▶ _DATA PROVIDED_:
+ + +

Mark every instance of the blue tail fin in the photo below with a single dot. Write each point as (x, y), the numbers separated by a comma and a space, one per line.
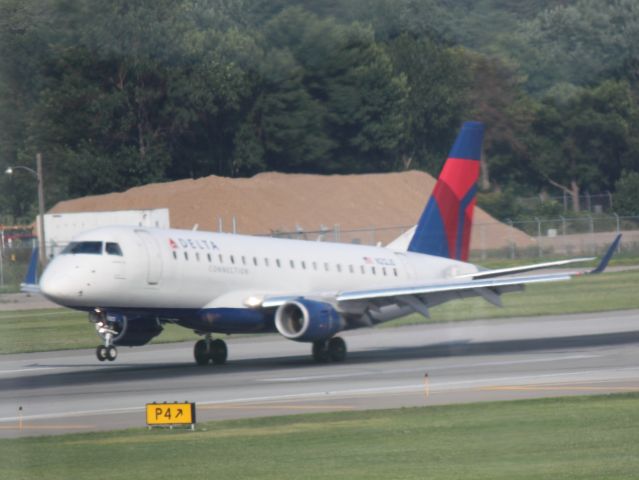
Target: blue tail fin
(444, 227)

+ + +

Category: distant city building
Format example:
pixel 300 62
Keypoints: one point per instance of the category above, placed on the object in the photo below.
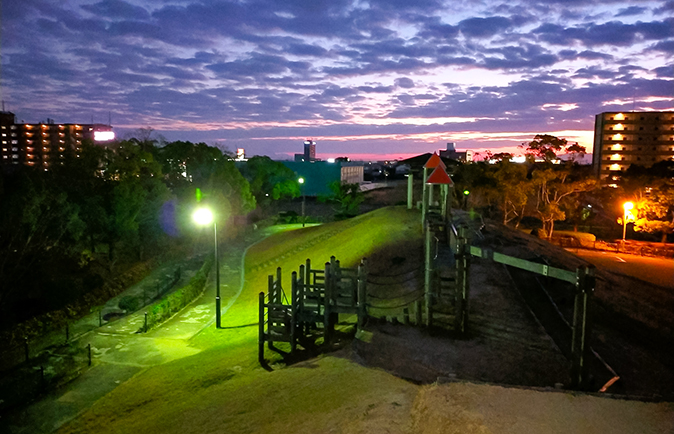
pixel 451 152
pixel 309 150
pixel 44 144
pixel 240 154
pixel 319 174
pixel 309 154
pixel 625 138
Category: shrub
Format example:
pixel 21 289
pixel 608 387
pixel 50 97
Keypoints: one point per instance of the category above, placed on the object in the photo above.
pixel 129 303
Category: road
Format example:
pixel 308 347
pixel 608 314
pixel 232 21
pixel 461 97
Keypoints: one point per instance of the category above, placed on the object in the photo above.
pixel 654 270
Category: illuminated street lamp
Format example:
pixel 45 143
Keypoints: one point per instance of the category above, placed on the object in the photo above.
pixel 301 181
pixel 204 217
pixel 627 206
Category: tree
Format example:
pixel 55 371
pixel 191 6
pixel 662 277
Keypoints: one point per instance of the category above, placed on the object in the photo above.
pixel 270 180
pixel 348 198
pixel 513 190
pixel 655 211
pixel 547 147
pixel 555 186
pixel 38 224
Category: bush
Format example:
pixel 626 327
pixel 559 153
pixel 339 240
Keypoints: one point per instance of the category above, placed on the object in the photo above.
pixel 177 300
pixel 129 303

+ + +

▶ _TASK STATEMENT_:
Please gather every line of the material above that contains the word "below", copying each one in full.

▶ _THE OUTPUT_:
Mark every instance of the blue tail fin in the photo below with a single dot. Write each point as (x, y), the numbers separated by a comma and a space, one per line.
Keypoints: one point per instance of the category above, placed on the object in the photo below.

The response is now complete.